WHAT IS NEEDED:
Write out the whole of the material exactly.
---*---
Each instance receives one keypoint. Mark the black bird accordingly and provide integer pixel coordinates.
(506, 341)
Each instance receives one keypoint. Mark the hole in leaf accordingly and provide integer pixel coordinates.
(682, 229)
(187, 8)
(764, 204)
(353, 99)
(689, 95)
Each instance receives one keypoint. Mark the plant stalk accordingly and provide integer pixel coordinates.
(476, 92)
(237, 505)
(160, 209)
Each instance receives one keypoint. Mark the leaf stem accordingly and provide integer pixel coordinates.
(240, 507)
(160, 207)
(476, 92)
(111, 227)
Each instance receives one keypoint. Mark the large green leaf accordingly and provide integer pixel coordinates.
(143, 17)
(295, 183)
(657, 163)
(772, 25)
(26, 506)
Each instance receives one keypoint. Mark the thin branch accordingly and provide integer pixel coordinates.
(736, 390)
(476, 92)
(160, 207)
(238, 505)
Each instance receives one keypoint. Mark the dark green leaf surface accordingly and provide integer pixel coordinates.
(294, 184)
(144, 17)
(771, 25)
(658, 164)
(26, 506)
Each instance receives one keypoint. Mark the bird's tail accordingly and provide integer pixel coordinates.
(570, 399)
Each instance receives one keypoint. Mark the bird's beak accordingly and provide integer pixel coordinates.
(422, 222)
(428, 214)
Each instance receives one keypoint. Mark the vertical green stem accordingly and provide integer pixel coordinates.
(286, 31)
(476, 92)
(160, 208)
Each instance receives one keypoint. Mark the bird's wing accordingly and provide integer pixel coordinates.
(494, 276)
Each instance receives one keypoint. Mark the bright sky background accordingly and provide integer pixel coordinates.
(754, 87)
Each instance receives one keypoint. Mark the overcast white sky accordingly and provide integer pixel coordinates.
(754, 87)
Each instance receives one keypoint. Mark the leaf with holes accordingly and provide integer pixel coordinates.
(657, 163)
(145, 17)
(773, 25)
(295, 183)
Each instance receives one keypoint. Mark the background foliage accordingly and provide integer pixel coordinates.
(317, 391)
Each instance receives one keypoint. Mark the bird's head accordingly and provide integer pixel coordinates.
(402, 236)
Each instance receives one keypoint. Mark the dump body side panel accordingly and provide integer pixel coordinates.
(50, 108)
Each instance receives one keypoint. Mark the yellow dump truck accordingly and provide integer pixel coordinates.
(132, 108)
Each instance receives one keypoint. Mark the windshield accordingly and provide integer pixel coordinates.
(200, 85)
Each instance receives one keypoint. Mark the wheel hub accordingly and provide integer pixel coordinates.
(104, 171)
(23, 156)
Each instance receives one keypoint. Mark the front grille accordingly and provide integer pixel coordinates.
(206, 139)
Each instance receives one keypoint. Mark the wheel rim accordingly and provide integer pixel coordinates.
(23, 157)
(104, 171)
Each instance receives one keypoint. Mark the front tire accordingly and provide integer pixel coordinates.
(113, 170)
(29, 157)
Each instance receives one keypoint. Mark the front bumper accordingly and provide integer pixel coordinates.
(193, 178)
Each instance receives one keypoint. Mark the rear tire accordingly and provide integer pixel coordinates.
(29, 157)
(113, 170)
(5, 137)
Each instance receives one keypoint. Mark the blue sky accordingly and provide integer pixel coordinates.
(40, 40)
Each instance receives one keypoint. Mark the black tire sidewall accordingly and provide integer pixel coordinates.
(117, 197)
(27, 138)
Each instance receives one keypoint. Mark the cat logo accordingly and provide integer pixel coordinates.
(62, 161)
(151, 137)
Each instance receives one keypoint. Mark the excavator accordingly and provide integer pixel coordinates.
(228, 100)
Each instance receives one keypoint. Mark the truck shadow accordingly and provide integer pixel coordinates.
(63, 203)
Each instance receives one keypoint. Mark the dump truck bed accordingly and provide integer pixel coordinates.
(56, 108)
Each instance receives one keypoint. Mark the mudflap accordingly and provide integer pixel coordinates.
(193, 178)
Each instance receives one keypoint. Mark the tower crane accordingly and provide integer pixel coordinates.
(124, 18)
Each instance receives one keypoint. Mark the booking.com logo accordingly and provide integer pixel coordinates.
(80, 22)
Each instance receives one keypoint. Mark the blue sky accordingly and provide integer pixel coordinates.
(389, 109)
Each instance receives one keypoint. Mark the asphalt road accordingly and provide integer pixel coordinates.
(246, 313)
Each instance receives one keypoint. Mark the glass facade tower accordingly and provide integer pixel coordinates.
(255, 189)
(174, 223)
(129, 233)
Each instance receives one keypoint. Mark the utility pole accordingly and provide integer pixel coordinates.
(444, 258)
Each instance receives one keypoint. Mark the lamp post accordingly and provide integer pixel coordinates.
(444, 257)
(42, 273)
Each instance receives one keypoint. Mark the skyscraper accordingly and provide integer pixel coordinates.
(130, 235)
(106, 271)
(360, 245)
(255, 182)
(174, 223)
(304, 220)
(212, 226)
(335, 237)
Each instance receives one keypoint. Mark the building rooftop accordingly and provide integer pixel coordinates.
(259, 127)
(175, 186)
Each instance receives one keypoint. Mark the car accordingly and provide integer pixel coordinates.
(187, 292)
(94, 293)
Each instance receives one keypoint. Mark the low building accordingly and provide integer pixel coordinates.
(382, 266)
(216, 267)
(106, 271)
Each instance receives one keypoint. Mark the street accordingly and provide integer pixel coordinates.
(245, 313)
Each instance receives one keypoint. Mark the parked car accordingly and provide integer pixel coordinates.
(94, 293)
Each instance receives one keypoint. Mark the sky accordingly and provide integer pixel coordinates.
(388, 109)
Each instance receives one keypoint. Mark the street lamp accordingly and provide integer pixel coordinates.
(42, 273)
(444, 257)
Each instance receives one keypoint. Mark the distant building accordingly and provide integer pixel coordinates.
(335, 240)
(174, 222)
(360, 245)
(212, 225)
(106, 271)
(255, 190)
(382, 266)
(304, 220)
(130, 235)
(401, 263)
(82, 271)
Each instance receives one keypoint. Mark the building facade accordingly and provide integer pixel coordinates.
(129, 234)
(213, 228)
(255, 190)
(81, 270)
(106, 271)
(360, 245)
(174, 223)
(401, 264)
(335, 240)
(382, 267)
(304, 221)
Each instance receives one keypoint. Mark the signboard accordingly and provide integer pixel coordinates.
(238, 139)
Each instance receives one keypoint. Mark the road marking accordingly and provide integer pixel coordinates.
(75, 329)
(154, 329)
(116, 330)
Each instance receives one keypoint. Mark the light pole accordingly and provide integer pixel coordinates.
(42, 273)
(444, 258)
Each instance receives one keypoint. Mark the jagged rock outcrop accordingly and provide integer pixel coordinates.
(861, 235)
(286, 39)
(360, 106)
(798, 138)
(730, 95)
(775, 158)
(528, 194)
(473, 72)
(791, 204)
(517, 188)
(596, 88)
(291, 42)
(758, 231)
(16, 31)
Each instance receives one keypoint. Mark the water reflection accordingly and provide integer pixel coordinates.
---*---
EXERCISE OUTPUT:
Each instance receives one keypoint. Mark the black bird accordingly and provide integer pixel coordinates.
(506, 341)
Each instance receives one keypoint. Mark the hole in leaf accordingly and provide integer pixel coordinates.
(682, 229)
(187, 8)
(764, 204)
(353, 99)
(689, 95)
Each instance receives one keypoint. Mark the plant stalk accordingly and provide integer pixel coordinates.
(476, 92)
(237, 505)
(160, 209)
Each instance receives one keypoint. Mark the leaf stem accordingly and provide integer pixel coordinates.
(240, 507)
(160, 207)
(476, 92)
(111, 227)
Each instance receives one keypoint. Mark the large green leaf accordingly and provide integer pixel coordinates.
(143, 17)
(295, 183)
(657, 163)
(772, 25)
(26, 506)
Each instance receives one keypoint. Mark the thin branch accordingly and provide integer pixel coordinates.
(736, 390)
(476, 92)
(160, 207)
(238, 505)
Each instance receives one keypoint. Mark the dark green leaf surface accordingly and provide integer pixel coordinates.
(294, 184)
(144, 17)
(771, 25)
(658, 164)
(26, 506)
Each instance receives one keypoint. Mark the bird's tail accordingly and provide integer pixel coordinates.
(570, 399)
Each instance receives one keypoint. Mark the bird's beak accordingly and provide integer pixel coordinates.
(422, 222)
(428, 214)
Each instance receives one keypoint. Mark the vertical green stem accordingly and provide integer pixel coordinates.
(286, 31)
(476, 92)
(160, 208)
Each instance receives one keypoint. Mark the bird's wing accordingly and provide integer pixel coordinates.
(494, 276)
Each instance receives one keypoint. Mark the bright sky background accordingly and provide integer pixel coordinates.
(754, 87)
Each instance receives one keypoint. Mark the overcast white sky accordingly and provide integer pixel coordinates.
(754, 87)
Each instance receives one keypoint. Mark the leaf with holes accordingly and provide integer pixel coordinates.
(657, 163)
(145, 17)
(773, 25)
(295, 183)
Each instance receives one keypoint. Mark the background foliage accordingly and provide integer pixel coordinates.
(317, 391)
Each instance receives one keypoint. Mark the bird's head accordingly and provide integer pixel coordinates.
(402, 236)
Each instance receives one keypoint. Mark the dump body side panel accordingly and provide integer pixel coordinates.
(50, 108)
Each instance receives one keypoint. Mark the yellow dump truck accordingly and provide integer pixel coordinates.
(132, 108)
Each instance receives one keypoint. Mark the windshield accordingly and provide integer pixel coordinates.
(200, 85)
Each instance receives one keypoint. Mark the wheel hub accordingly and provide integer pixel coordinates.
(104, 171)
(23, 156)
Each instance receives one keypoint. Mark the front grille accordingly and provide integer pixel coordinates.
(206, 139)
Each instance receives one keypoint. Mark the wheel rim accordingly and provide integer pixel coordinates.
(23, 157)
(104, 171)
Each instance receives one keypoint. Mark the front tire accordingly and provide integer pixel coordinates.
(113, 170)
(29, 157)
Each instance receives one keypoint. Mark the front bumper accordingly and provide integer pixel coordinates.
(193, 178)
Each instance receives one keypoint. Mark the rear tire accordingly and provide integer pixel coordinates.
(29, 157)
(113, 170)
(5, 137)
Each instance receives one keypoint. Mark the blue sky accordingly and provide integer pixel coordinates.
(40, 40)
Each instance receives one keypoint. Mark the black tire sidewall accordingly and provide integer pixel coordinates.
(117, 197)
(27, 138)
Each instance receives one keypoint. Mark the cat logo accordingly and provide integer pixel coordinates.
(62, 161)
(151, 137)
Each instance receives one keypoint. Mark the excavator accordingly and provide integer pixel coordinates.
(228, 100)
Each instance receives one keypoint. Mark the truck shadow accordingly and provide integer pixel coordinates.
(63, 203)
Each instance receives one keypoint. Mark the dump truck bed accordingly and provide integer pixel coordinates.
(56, 108)
Each instance receives one keypoint. Mark the mudflap accordingly and provide integer pixel coordinates.
(193, 178)
Each instance receives one keypoint. Mark the tower crane accordingly and provide integer pixel coordinates.
(124, 18)
Each instance receives one keypoint. Mark the booking.com logo accordingly and provide integer pixel coordinates.
(80, 22)
Each instance receives one keypoint. Mark the blue sky accordingly and provide integer pixel coordinates.
(389, 109)
Each instance receives one keypoint. Mark the asphalt road accordingly and provide integer pixel coordinates.
(246, 313)
Each instance receives one keypoint. Mark the glass facade tower accordingly and provide integer pixel coordinates.
(255, 189)
(174, 223)
(129, 233)
Each instance receives one keypoint. Mark the utility pole accordingly and provide integer pixel coordinates.
(444, 258)
Each instance receives one keypoint. Mark the lamp post accordingly and provide integer pixel coordinates.
(444, 257)
(42, 273)
Each instance receives one keypoint. Mark the skyscraper accordingly and provide integer pixel coordinates.
(130, 235)
(106, 271)
(360, 245)
(255, 182)
(174, 223)
(304, 220)
(212, 226)
(335, 237)
Each instance receives one keypoint. Mark the building rooftop accordingly and provide integer pixel coordinates.
(259, 127)
(175, 186)
Each instance receives one keypoint. Mark the car accordingly and provide integer pixel coordinates.
(187, 292)
(94, 293)
Each instance receives one keypoint. Mark the low building accordingly and provide integer pixel coordinates.
(382, 266)
(216, 267)
(106, 271)
Each instance receives one keypoint. Mark the street accordingly and provide integer pixel coordinates.
(245, 313)
Each instance receives one keypoint. Mark the parked car accordingly and provide integer pixel coordinates.
(94, 293)
Each instance receives one keypoint. Mark the sky accordingly and provide integer pixel coordinates.
(388, 109)
Each instance receives one keypoint. Mark the street lamp accordingly and provide integer pixel coordinates.
(42, 273)
(444, 257)
Each instance receives one keypoint. Mark the distant building accordingly and provide integer pixel coordinates.
(335, 240)
(174, 222)
(360, 245)
(212, 225)
(106, 271)
(255, 190)
(382, 266)
(304, 220)
(130, 235)
(401, 263)
(82, 271)
Each instance receives one keypoint. Mark the building facade accordingly and provide integer pixel coordinates.
(129, 234)
(213, 228)
(255, 190)
(81, 270)
(106, 271)
(360, 245)
(174, 223)
(401, 264)
(335, 240)
(382, 267)
(304, 221)
Each instance receives one keypoint. Mark the signboard accordingly and provide integer pixel coordinates.
(238, 139)
Each instance receives one keypoint. Mark the road marking accordingly and provide integer pixel coordinates.
(75, 329)
(154, 329)
(116, 330)
Each instance receives one keypoint. Mark the light pole accordingly and provide integer pixel coordinates.
(42, 273)
(444, 258)
Each instance receives one keypoint. Mark the jagged rock outcrop accordingly and provide integer pixel coordinates.
(861, 235)
(286, 39)
(360, 106)
(798, 138)
(730, 95)
(775, 158)
(528, 194)
(473, 72)
(791, 204)
(517, 188)
(596, 88)
(291, 42)
(758, 231)
(16, 31)
Each instance receives one keypoint. Mark the water reflection accordingly and provide integer pixel coordinates.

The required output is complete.